Stored data entries:
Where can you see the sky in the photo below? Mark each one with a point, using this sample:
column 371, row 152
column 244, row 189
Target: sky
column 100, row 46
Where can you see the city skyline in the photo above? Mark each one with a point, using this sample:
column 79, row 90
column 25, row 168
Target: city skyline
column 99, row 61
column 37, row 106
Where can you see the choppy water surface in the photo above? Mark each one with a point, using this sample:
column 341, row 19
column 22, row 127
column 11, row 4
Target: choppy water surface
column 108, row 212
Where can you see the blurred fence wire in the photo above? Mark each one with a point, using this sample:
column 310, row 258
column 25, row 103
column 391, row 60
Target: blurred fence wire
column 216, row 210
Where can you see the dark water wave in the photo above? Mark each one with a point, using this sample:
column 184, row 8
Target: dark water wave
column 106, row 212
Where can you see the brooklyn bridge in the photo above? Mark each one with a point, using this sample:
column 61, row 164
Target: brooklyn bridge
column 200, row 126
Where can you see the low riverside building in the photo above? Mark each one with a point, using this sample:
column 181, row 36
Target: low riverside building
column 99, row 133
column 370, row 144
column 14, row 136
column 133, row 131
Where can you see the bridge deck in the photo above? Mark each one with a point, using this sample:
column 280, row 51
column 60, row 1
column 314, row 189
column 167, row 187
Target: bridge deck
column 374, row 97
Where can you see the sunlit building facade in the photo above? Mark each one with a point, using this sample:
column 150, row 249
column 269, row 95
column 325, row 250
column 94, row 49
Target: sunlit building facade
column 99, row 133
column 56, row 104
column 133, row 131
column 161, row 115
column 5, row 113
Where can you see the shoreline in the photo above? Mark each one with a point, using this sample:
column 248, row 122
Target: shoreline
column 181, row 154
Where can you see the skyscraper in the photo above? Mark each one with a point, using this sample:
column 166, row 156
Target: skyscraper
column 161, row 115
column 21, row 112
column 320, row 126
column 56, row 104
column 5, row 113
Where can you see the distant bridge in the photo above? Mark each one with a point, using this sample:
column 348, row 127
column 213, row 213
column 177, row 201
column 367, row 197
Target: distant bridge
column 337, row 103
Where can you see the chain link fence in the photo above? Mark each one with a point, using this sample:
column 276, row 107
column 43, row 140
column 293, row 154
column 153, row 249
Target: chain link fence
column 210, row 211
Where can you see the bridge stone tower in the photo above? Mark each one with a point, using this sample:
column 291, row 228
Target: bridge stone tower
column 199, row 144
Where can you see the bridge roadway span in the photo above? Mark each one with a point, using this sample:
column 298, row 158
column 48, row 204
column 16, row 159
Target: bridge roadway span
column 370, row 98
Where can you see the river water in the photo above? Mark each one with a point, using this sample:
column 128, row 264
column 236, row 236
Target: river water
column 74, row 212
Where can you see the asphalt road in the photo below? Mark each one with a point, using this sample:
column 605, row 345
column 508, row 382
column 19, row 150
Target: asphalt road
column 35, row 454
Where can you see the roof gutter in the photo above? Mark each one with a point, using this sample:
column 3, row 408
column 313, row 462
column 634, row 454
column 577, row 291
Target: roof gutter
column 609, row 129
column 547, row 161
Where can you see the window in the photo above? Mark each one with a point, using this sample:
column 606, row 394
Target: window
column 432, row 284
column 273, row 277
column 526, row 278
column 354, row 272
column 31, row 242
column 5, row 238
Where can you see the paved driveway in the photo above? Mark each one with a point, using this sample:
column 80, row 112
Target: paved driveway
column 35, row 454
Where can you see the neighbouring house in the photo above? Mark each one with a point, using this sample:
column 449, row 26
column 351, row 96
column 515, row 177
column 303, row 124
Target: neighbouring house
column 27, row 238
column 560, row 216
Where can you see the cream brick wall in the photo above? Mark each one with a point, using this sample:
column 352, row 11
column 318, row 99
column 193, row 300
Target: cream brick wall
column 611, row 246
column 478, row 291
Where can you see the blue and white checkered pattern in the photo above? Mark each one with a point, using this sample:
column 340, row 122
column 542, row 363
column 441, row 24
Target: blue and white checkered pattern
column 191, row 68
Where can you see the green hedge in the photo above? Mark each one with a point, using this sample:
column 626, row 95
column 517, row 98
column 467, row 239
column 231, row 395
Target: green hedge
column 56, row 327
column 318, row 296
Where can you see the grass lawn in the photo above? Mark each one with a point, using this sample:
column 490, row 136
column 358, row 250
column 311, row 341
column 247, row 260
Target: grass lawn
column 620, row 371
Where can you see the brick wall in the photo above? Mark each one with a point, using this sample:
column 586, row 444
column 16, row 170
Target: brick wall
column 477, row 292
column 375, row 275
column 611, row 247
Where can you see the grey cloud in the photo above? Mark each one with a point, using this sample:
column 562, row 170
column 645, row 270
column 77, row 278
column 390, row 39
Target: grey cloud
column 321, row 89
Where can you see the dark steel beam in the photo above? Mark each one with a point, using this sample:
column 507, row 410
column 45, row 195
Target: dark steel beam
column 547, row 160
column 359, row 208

## Task goal
Print out all the entries above exactly.

## Answer area
Where can you see the sky in the photo below? Mark each one with a point, using this sample:
column 371, row 152
column 244, row 189
Target: sky
column 100, row 46
Where can you see the city skyline in the photo above? Mark each one with a point, using this sample:
column 79, row 90
column 25, row 168
Target: city skyline
column 99, row 61
column 37, row 106
Where can you see the choppy water surface in the photo above? Mark each one with a point, using this sample:
column 341, row 19
column 22, row 127
column 11, row 4
Target: choppy water surface
column 108, row 212
Where can you see the blurred fence wire in the photo above? Mark each one with a point, using this sample:
column 310, row 258
column 25, row 103
column 391, row 60
Target: blurred fence wire
column 216, row 210
Where can you see the dark water wave in the photo above? Mark each one with a point, using this sample:
column 184, row 8
Target: dark water wave
column 106, row 212
Where can you see the brooklyn bridge in the photo above? Mark each one with a point, using this sample:
column 61, row 164
Target: brooklyn bridge
column 200, row 126
Where can you see the low riverside building in the photo above? Mark each one with a point, using this sample:
column 181, row 36
Target: low riverside building
column 99, row 133
column 370, row 144
column 14, row 136
column 133, row 131
Where can you see the bridge deck in the photo above? Mark each one with a point, using this sample:
column 280, row 51
column 60, row 1
column 314, row 189
column 167, row 187
Target: bridge deck
column 374, row 97
Where can you see the sunlit building facade in the photo above? Mark each one with a point, using this sample:
column 150, row 249
column 269, row 95
column 325, row 250
column 94, row 49
Target: sunlit building facade
column 99, row 133
column 56, row 104
column 133, row 131
column 161, row 115
column 5, row 113
Where can you see the shoreline in the photo above? Mark each one with a point, using this sample:
column 248, row 122
Target: shoreline
column 181, row 154
Where can you see the skyscraper in the photo above? Mark each one with a point, using this sample:
column 166, row 156
Target: skyscraper
column 161, row 115
column 21, row 112
column 320, row 126
column 56, row 104
column 5, row 113
Where can you see the distant bridge in the photo above? Mark each one with a point, using this sample:
column 348, row 127
column 213, row 213
column 177, row 201
column 367, row 197
Target: distant bridge
column 337, row 103
Where can you see the chain link fence in the photo above? Mark each one with a point, using this sample:
column 276, row 107
column 43, row 140
column 293, row 154
column 153, row 249
Target: chain link fence
column 210, row 211
Where can you see the bridge stone tower in the photo above? Mark each one with a point, using this sample:
column 291, row 228
Target: bridge stone tower
column 199, row 144
Where can you see the bridge roadway span in the photo above? Mark each one with a point, using this sample:
column 298, row 158
column 48, row 204
column 16, row 159
Target: bridge roadway span
column 370, row 98
Where can you see the river water in the photo above? Mark each one with a point, using this sample:
column 128, row 264
column 236, row 236
Target: river water
column 74, row 212
Where can you see the asphalt road in the photo below? Mark each one with a point, using this sample:
column 605, row 345
column 508, row 382
column 19, row 150
Target: asphalt road
column 35, row 454
Where can you see the roof gutter in the photo above? Mark each one with a point, using this sample:
column 3, row 408
column 313, row 462
column 634, row 454
column 577, row 291
Target: roof gutter
column 609, row 129
column 547, row 161
Where can you see the window in the photo above? Mark each one with a point, using this sample:
column 606, row 394
Target: window
column 432, row 284
column 273, row 277
column 526, row 278
column 354, row 272
column 31, row 242
column 5, row 238
Where can you see the paved driveway in the photo above? Mark each one with a point, using this sample:
column 80, row 112
Target: paved driveway
column 35, row 454
Where can you see the neighbouring house in the photo above? Mark each one with a point, using this sample:
column 449, row 26
column 351, row 96
column 515, row 177
column 303, row 124
Target: neighbouring house
column 27, row 238
column 560, row 216
Where can you see the cream brick wall in the photo above? Mark each one with a point, using this sample:
column 352, row 11
column 318, row 99
column 193, row 300
Target: cream brick wall
column 611, row 246
column 478, row 291
Where can you see the blue and white checkered pattern in the photo above? Mark each one with a point, using this sample:
column 340, row 122
column 542, row 363
column 441, row 24
Target: blue and white checkered pattern
column 191, row 68
Where can you see the green hedge in the photo above? Mark each one with a point, using this sample:
column 626, row 95
column 517, row 98
column 467, row 239
column 231, row 395
Target: green hedge
column 56, row 327
column 318, row 296
Where can you see the grass lawn in the photo above? Mark each one with a point, using this sample:
column 490, row 136
column 358, row 250
column 311, row 341
column 247, row 260
Target: grass lawn
column 620, row 371
Where can you see the brick wall in the photo above? Mark each one with a point, using this sample:
column 586, row 444
column 16, row 170
Target: brick wall
column 477, row 292
column 375, row 275
column 611, row 247
Where can you see the grey cloud in the photo above? Mark each one with a point, using this sample:
column 562, row 170
column 645, row 270
column 77, row 278
column 390, row 39
Target: grey cloud
column 321, row 89
Where can you see the dark steel beam in the photo above? Mark each one with a point, using this sample:
column 507, row 410
column 45, row 195
Target: dark steel beam
column 547, row 160
column 359, row 208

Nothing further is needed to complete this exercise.